Entries supplied:

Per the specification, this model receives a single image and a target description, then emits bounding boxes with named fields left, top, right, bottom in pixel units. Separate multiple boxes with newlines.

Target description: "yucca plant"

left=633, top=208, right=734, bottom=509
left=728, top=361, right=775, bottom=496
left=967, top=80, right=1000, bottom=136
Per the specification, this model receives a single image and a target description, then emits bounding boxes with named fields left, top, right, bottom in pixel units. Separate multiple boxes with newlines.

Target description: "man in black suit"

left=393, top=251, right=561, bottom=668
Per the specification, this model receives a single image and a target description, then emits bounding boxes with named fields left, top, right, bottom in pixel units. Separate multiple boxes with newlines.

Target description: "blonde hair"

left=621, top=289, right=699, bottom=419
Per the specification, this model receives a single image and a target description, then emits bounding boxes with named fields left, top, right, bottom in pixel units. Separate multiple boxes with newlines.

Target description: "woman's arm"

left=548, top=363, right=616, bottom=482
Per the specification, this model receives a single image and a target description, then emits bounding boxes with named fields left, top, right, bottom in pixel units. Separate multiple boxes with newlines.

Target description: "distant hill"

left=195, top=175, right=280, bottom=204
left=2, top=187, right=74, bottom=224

Description of the task: An exact copy of every record is needed; write it out in full.

Result for this exercise:
Per the specification, this model receives a single image and a target description, then emits bounding boxes with named fields left, top, right, bottom in pixel units. Separate multiple boxes with newlines.

Target description: "yucca plant"

left=633, top=208, right=734, bottom=509
left=728, top=361, right=775, bottom=496
left=967, top=80, right=1000, bottom=136
Per the specification, this model receives a single image and a target description, then emits bounding boxes with named fields left, top, right, bottom in pixel units. Separate multiple boxes with newlines.

Target description: "man in black suit"

left=393, top=251, right=561, bottom=668
Per the specification, this model receives a single image and a target description, then emits bounding boxes with named fields left, top, right, bottom in pixel units. Separate multiple boxes with newlines.

Target description: "blonde hair"

left=621, top=289, right=699, bottom=419
Per the specification, this model receives a single image and a target description, then emits bounding boxes with named fields left, top, right, bottom in pixel units. Separate multiple boxes with newlines.

Target description: "woman's arm"

left=548, top=363, right=616, bottom=482
Per the specification, this model receives a single image and a target description, then emits bounding boxes with named fields left, top, right, bottom in pixel units. Separate multiple boxes with newlines.

Target description: "distant hill"

left=195, top=175, right=280, bottom=204
left=2, top=187, right=74, bottom=224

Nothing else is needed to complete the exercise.